→ QUOTED PASSAGE:
(begin)

Wednesday, July 3, 2013

People’s Temple Choir “He’s Able” (1973, Brotherhood Records)




You can’t be afraid of the internet.

Right now my brother’s girlfriend is in Thailand, where she paid what I assume is a substantial portion of her available money to go to a place where they teach you a lot about yoga. I guess she wants to come back and teach yoga to a bunch of Starbucks-sipping, Lululemon-clad rich white ladies in a firmly Western tradition. But the yoga school she’s at, being in Thailand and everything, wants to talk about spiritual enlightenment and meditation and karmic cycles and all that hippy bullshit that’s technically more a part of “yoga” than cute outfits and national chain yogurt smoothie retailers. Us Westerners like to bulldoze all that worthless crap on our way to life’s best parking spots.

Seriously, though, she’s got to sit through a bunch of nonstop lectures, and she’s in the middle of Thailand and she doesn’t know anybody and her glassy-eyed cohorts are driving her a little bonkers. I feel for her. If I spent the amount of money she’s spent to go to all the way to Thailand, I’d want to enjoy myself while I was there, not be brainwashed by a bunch of ancient Eastern wisdom. Plus, the yogic tradition is based in India, so who are these Johnny-Come-Latelies in Thailand to lecture US? In retellings of this person’s saga, the word “cult” has been invoked.

…And here comes the internet.

Did you know that Jim Jones’s People’s Temple, of 918 people dying all at the same time in 1978 fame, put out a gospel album in 1973? I didn’t until the internet told me today. And guess what? The whole album is ON the internet. Goodbye afternoon.

1. “Welcome

Okay, this is awful. This is an awful thing I am doing. I’m not even… this is not fun or funny. This is just… why? Why am I doing this? Those children. Dear god.


Much better. A good old fashioned upbeat burner of gospel joy with some funky breaks and decent musicianship. Piano’s a half-measure late, hanging on for dear life. “Hanging on for dear life.” Oh god. “Cleanse us with your power,” oh. No no no no no.

3. “Set Them Free

Sweet sweet imperfect soprano lead vocalist singing lyrics of freedom with undecorated clarity in the heartbreaking tradition of the The Langley Schools Music Project cover of “Desperado.” This is haunting. Seriously, this is haunted. Like the VHS tape from The Ring. Capable backing by the band.


The earnest incompetence and funk/soul combination of this song would make it a perfect candidate for one of the Numero Group’s “Good God!” releases if not for the fact that everybody involved in this organization fed poison Kool-Aid to their children before taking their own lives. I can’t. I…


I know this is about Jim Jones’s vision of an egalitarian society of perfect human love that dissolved into a nightmarish dystopia of paranoid delusion in Guyana, but I’m going to treat it like a pep talk for my decision to listen to this entire album, and it’s just what I needed. This is how they get you.


THIS is something I can get behind. I grew up Unitarian. Our choir was… not… funky. Our choir was a real cavalcade of the willing. When I think of church music, I think of music in the safe, boring New Christy Minstrels tradition of plain, unadorned singing, with some occasional showiness in attempted operatic directions, and maybe a weird recorder or a dulcimer. This guy is giving this hymn the good old Unitarian try. I like it because I don’t have to take it seriously. I don’t have to think about all those people. Oh my god. All those people.

(end)

→ RECORDS PROVIDED:
(begin)

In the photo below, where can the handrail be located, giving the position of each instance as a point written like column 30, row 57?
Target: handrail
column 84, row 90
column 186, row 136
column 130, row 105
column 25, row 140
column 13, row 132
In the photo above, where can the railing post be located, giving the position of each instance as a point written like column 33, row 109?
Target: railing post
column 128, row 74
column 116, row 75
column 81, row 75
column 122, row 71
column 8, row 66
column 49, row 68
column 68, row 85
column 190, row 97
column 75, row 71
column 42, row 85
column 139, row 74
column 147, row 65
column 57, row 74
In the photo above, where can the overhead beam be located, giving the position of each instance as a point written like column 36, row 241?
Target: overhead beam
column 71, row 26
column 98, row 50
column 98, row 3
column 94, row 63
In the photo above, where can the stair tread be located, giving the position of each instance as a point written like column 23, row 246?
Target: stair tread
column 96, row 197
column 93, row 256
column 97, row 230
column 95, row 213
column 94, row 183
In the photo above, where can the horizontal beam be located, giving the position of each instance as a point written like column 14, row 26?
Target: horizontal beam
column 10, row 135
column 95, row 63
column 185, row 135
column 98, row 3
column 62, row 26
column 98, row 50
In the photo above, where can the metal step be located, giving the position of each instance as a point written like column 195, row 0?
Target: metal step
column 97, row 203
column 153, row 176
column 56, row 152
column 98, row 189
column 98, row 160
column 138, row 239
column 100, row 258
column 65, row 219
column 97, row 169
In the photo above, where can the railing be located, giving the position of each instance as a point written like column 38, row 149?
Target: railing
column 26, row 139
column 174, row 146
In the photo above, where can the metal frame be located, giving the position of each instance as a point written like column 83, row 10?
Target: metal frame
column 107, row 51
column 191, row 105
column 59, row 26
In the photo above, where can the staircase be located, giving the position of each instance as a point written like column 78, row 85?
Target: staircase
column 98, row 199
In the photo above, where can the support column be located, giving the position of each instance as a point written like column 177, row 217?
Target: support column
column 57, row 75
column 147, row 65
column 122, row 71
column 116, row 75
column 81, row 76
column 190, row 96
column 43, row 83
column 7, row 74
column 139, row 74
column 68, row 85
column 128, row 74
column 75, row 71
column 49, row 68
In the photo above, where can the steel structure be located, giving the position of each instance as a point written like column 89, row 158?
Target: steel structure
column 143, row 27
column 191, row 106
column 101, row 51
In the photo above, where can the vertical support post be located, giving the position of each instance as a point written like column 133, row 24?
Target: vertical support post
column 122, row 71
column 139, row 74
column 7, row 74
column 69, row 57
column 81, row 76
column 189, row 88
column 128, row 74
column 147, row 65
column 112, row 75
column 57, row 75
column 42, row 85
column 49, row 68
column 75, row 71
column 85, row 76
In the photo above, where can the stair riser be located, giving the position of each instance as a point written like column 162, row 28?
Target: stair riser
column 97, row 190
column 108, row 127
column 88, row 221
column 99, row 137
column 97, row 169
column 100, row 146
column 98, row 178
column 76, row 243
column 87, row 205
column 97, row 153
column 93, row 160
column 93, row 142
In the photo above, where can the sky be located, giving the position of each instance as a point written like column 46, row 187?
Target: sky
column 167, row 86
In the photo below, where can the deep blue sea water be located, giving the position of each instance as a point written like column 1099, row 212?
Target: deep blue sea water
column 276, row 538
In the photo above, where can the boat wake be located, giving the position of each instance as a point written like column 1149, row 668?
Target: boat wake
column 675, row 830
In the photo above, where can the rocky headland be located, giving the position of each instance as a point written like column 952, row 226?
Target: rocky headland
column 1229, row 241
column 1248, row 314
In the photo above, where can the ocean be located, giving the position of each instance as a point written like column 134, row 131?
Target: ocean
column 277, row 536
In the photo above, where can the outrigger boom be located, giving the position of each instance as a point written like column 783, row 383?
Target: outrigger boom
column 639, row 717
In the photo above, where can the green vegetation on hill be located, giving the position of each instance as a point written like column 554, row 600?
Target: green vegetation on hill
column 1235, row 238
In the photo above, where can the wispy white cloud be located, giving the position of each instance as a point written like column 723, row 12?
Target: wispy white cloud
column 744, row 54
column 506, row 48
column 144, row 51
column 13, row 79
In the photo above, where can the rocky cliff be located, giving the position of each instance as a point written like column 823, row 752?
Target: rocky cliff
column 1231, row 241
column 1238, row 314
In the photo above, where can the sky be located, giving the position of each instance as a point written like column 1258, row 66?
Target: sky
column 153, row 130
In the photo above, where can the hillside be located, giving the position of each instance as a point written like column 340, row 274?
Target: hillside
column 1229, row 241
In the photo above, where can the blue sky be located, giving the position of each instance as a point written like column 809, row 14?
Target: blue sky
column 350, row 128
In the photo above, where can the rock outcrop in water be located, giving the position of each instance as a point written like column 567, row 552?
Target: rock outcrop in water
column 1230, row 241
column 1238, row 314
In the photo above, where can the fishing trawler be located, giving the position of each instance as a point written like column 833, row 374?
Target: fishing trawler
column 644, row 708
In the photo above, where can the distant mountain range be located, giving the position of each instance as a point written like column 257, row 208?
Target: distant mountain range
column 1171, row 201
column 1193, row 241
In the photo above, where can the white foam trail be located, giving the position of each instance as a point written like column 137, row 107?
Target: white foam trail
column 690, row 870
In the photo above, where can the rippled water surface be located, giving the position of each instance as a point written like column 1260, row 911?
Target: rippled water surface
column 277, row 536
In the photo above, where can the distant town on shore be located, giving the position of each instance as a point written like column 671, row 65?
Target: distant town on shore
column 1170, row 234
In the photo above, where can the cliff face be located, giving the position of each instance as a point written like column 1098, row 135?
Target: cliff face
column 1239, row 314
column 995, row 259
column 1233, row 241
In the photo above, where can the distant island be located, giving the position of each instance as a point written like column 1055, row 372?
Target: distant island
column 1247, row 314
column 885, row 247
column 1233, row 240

(end)

→ WHAT YOU WILL DO:
a – In the People's Temple album review, what year did the People's Temple put out its gospel album?
b – Write a continuation of the People's Temple album review, starting after its last sentence.
The records come from a different source than the text.

→ EXERCISE ANSWERS:
a – 1973

b –
7. “He’s Able

Waltz time is underrated. There’s a lot of unexplored territory there both for punk ragers and for hinky little funk rhythm guitar lines like this one. It’s a great delivery method for any message. Delivery method… poison…


Fuzz guitar found its way into EVERYTHING back in the day.

9. “Because Of Him

Some real watery trumpet on this mid-tempo number. I want this to be over. When I first clicked on this I was like “yesss,” but this is just so, so awful. And the YouTube comments. “Ha ha ha,” most of them. At first I was fascinated by this artifact of creepiness, but now I’m just tired and sad. This is just a regular shitty private press gospel record you’d find in any flea market in the Midwest and see the weird pictures and go “Oh man that is HILARIOUS,” and then take it home and play it and it’s not good or interesting in any way. It’s just regular people with regular lives, and this is a snapshot of a time they tried to be something more, and put themselves on a record for posterity, and over time were eventually relegated to a forgotten corner of a failing nostalgia-based business, where they are now nothing but a punchline, or worse, a fetish object, for jerks like YOU. These people are dead now. All of them. All of them at once.


This is the one where some of Jones’s creeping insanity bleeds out. The only YouTube I could find has that horrific image of dead bodies on it, an alternate cover used for the unconscionable 1993 CD reissue, which also includes Jim Jones’s excoriatingly hideous last sermon. The lyric “700 million people are in misery,” and the gist of “being left alone” to practice religion in peace are particularly difficult things to listen to given the context of this otherwise perfectly acceptable Byrdsian Christian rock. I can do this. I just have to act like a journalist and suppress the fact that I will be crying later.

11. “Black Baby

The worst thing about this is how genuinely touching it is in places. The ideas are admirable. The people are sincere. The music is an honest, and more obviously so for its amateurishness, outpouring of emotion. But there are no shortcuts. There is no better human place to put your faith than in your imperfect self. There is no such thing as perfection. That way lies insanity and death. The organ accompaniment on this is really nice.

12. “Will You?

Triumphant choral horn rock that sounds like Up With People backed by a cross between Chicago and ELO. It is well-produced. It is nice. It ends, mercifully, abruptly, after a tight 3:35. “The world is changing, will you?” Yes. I will. I will never be the same after this. I promise. May your souls all find peace in heaven. Please. Please please.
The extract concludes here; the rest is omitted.